Metin Alıntısı ::
= = = =
Sorulardan birinin cevabı
”BENİM KALBİM ZATEN TEMİZ” DEMEK İNSANI KURTATIR MI?
Şuara Suresi'nin 89. ayetinde cennete girecek olanların
"Ancak Allah'a selim (temiz) bir kalp ile gelenler..." olduğu bildirilir.
Ancak
Kuran'da bildirilen kalp temizliği, günümüz toplumlarından bazılarının
anladığı gibi bir temizlik değildir. "Kalp temizliği"nin öneminden yola
çıkarak, "ben insanlara hiç kötülük yapmıyorum, fakirlere arada sırada
yardım ediyorum, demek ki Allah'ın istediği ahlaktayım" demek, kendi
kendini aldatmaktan başka bir şey değildir. Çünkü Kuran'a göre kalbin
temiz olması demek, Allah'a yönelmiş ve O'na itaat etmiş olmak
demektir. Belki bazı insanlar, arada sırada fakirlere yardım ederek,
hayvanlara yiyecek vererek, komşularına gülümseyerek, "iyi insan"
olarak tanınabilirler. Ancak cehennemden kurtulmanın, Allah'ın rızasını
ve rahmetini kazanmanın yolu "iyi insan" olarak tanınmak değil,
Allah'ın Kuran'da tarif ettiği şekilde bir mümin olmaktır.
Bu ahlakı kazanmadan yapılan ve cahiliyenin kendi değer yargılarına
göre "iyilik" olarak kabul edilen bir davranışın, Allah Katında
herhangi bir değeri olmayabilir. İsterse dini bir kisve altında olsun,
yapılan işin Allah nazarında "iyi" ve geçerli olmasının temel şartı,
bunun Kuran'da bildirilen ölçülere uygun olmasıdır. Kuran'daki bu
ölçülere örnek olarak aşağıdaki ayetleri verebiliriz:
Hacılara
su dağıtmayı ve Mescid-i Haram'ı onarmayı, Allah'a ve ahiret gününe
iman eden ve Allah yolunda cehd edenin (yaptıkları) gibi mi saydınız?
(Bunlar) Allah Katında bir olmazlar. Allah zulmeden bir topluluğa
hidayet vermez. (Tevbe Suresi, 19) Yüzlerinizi
doğuya ve batıya çevirmeniz iyilik değildir. Ama iyilik, Allah'a,
ahiret gününe, meleklere, Kitaba ve peygamberlere iman eden; mala olan
sevgisine rağmen, onu yakınlara, yetimlere, yoksullara, yolda kalmışa,
isteyip-dilenene ve kölelere (özgürlükleri için) veren; namazı dosdoğru
kılan, zekatı veren ve ahidleştiklerinde ahidlerine vefa gösterenler
ile zorda, hastalıkta ve savaşın kızıştığı zamanlarda sabredenler(in
tutum ve davranışlarıdır). İşte bunlar, doğru olanlardır ve müttaki
olanlar da bunlardır. (Bakara Suresi, 177) Kuran'a
göre kalbi temiz olan insan, Allah'a iman eden, Allah'ın emir ve
yasaklarına harfiyen uyan, O'na teslim olmuş insandır. İslam'a göre,
bundan farklı bir "kalp temizliği" söz konusu değildir. Kuran'da, "kalp
temizliği"nin ne anlama geldiği detaylı olarak anlatılmaktadır. Buna
göre, kalbi temiz olan insan, sürekli Allah'ı anan ve kalbi Allah'ın
zikriyle "mutmain" olmuş (tatmin bulmuş) kişidir. Öyle ki Kuran'da
müminler şöyle tarif edilir:
Bunlar,
iman edenler ve kalpleri Allah'ın zikriyle mutmain olanlardır.
= = = =
Veri Kayıtları ::
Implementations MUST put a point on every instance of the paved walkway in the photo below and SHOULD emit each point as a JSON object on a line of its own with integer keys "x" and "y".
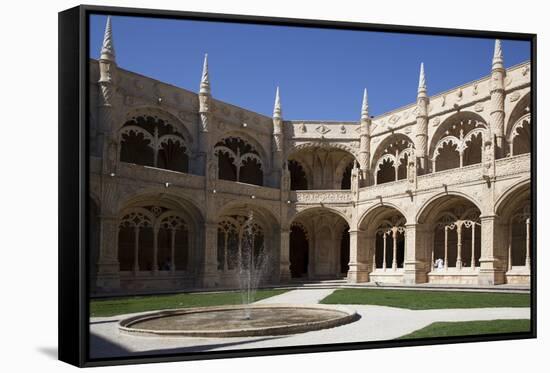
{"x": 376, "y": 323}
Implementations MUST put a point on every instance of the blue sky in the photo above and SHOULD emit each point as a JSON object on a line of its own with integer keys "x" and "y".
{"x": 321, "y": 73}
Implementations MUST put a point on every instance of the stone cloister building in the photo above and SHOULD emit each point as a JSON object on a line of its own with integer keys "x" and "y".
{"x": 437, "y": 191}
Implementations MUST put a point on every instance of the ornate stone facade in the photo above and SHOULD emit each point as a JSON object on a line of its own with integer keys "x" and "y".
{"x": 437, "y": 191}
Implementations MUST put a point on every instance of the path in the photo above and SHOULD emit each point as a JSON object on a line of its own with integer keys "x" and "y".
{"x": 376, "y": 323}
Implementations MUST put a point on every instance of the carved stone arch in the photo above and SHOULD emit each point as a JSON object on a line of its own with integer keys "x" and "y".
{"x": 323, "y": 162}
{"x": 324, "y": 144}
{"x": 181, "y": 127}
{"x": 522, "y": 107}
{"x": 303, "y": 227}
{"x": 467, "y": 119}
{"x": 153, "y": 137}
{"x": 519, "y": 139}
{"x": 149, "y": 218}
{"x": 382, "y": 159}
{"x": 377, "y": 212}
{"x": 312, "y": 209}
{"x": 444, "y": 198}
{"x": 269, "y": 219}
{"x": 247, "y": 138}
{"x": 296, "y": 178}
{"x": 503, "y": 204}
{"x": 386, "y": 142}
{"x": 447, "y": 140}
{"x": 95, "y": 199}
{"x": 341, "y": 168}
{"x": 174, "y": 213}
{"x": 171, "y": 200}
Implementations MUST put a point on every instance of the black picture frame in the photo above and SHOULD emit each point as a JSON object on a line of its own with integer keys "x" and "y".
{"x": 73, "y": 182}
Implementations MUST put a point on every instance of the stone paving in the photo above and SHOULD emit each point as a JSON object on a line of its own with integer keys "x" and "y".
{"x": 376, "y": 323}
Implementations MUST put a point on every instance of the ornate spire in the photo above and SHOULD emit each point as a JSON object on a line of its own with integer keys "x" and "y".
{"x": 498, "y": 60}
{"x": 365, "y": 106}
{"x": 205, "y": 80}
{"x": 277, "y": 112}
{"x": 108, "y": 48}
{"x": 422, "y": 80}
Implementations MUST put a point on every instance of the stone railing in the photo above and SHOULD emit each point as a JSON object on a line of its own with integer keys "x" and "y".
{"x": 249, "y": 190}
{"x": 385, "y": 189}
{"x": 513, "y": 165}
{"x": 159, "y": 175}
{"x": 322, "y": 196}
{"x": 450, "y": 177}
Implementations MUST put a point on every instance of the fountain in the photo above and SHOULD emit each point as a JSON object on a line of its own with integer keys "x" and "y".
{"x": 252, "y": 263}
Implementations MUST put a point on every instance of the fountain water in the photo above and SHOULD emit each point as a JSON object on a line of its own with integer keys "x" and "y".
{"x": 253, "y": 262}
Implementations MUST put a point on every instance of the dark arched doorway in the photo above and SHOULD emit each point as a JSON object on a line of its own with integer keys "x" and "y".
{"x": 344, "y": 252}
{"x": 299, "y": 252}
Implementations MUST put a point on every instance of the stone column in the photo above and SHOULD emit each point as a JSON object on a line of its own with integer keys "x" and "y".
{"x": 210, "y": 263}
{"x": 458, "y": 264}
{"x": 394, "y": 249}
{"x": 108, "y": 277}
{"x": 284, "y": 257}
{"x": 528, "y": 243}
{"x": 364, "y": 142}
{"x": 498, "y": 74}
{"x": 358, "y": 258}
{"x": 421, "y": 128}
{"x": 416, "y": 251}
{"x": 490, "y": 272}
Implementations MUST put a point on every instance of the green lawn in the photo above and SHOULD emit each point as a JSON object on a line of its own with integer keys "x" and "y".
{"x": 424, "y": 300}
{"x": 463, "y": 328}
{"x": 117, "y": 306}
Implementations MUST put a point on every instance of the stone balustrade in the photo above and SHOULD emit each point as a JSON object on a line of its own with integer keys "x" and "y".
{"x": 322, "y": 196}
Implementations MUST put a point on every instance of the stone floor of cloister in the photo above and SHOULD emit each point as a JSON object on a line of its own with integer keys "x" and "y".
{"x": 377, "y": 323}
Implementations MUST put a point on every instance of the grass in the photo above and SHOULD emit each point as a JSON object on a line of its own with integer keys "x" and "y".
{"x": 118, "y": 306}
{"x": 424, "y": 300}
{"x": 465, "y": 328}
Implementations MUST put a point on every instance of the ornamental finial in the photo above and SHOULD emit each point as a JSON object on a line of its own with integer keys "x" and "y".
{"x": 365, "y": 106}
{"x": 277, "y": 112}
{"x": 422, "y": 80}
{"x": 108, "y": 48}
{"x": 498, "y": 60}
{"x": 205, "y": 80}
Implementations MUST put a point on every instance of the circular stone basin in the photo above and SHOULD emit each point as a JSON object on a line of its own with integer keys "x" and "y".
{"x": 232, "y": 321}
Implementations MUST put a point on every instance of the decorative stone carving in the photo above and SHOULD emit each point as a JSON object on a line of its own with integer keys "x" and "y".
{"x": 322, "y": 129}
{"x": 394, "y": 119}
{"x": 129, "y": 100}
{"x": 515, "y": 96}
{"x": 508, "y": 80}
{"x": 323, "y": 197}
{"x": 478, "y": 107}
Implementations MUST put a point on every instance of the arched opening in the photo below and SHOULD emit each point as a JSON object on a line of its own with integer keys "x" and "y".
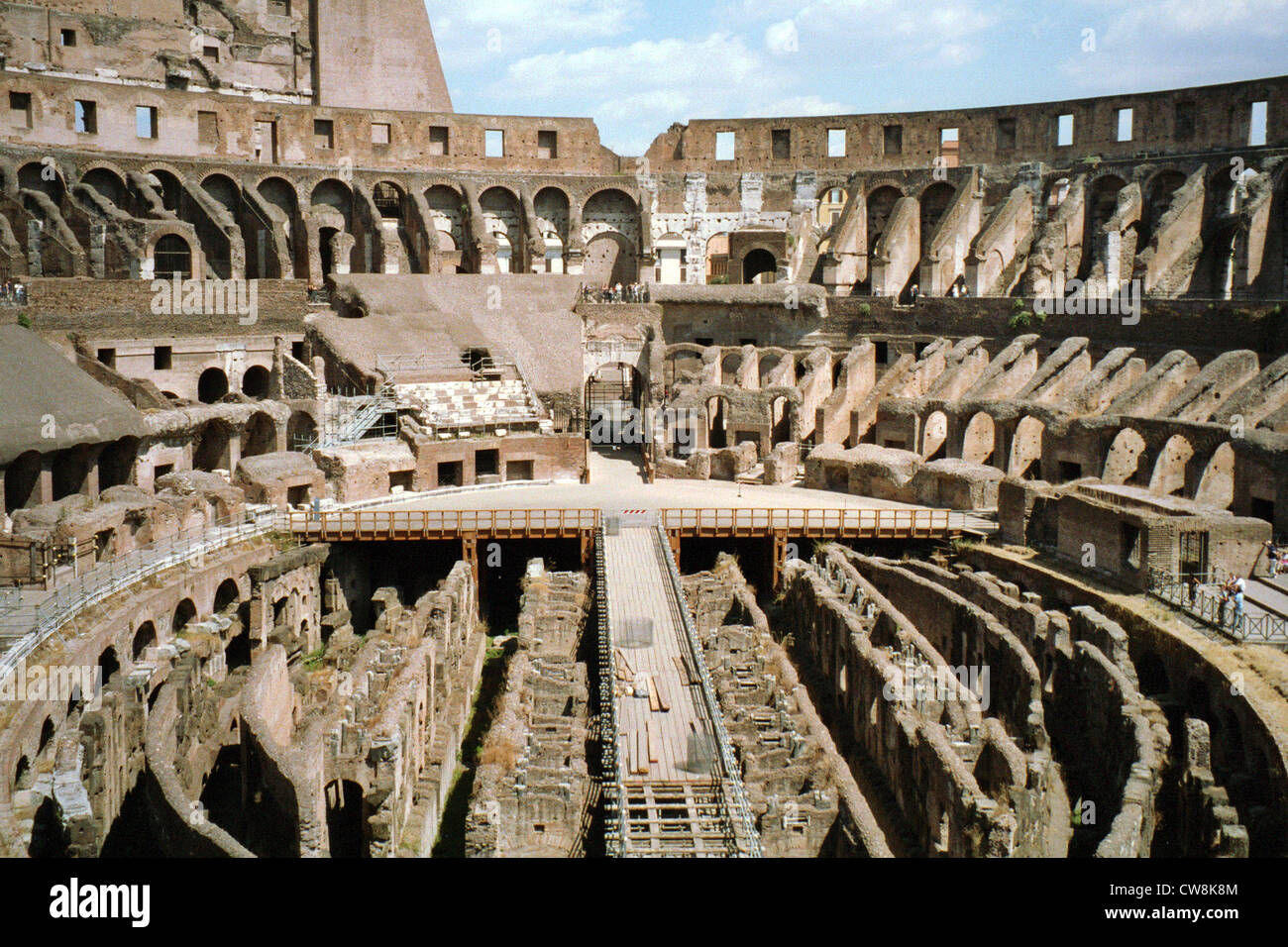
= = = =
Metin alıntısına göre cehennemden kurtulmanın yolu nedir? Kayıtların metin alıntısıyla herhangi bir ilgisi bulunmamaktadır.

Allah'ın Kuran'da tarif ettiği şekilde bir mümin olmaktır.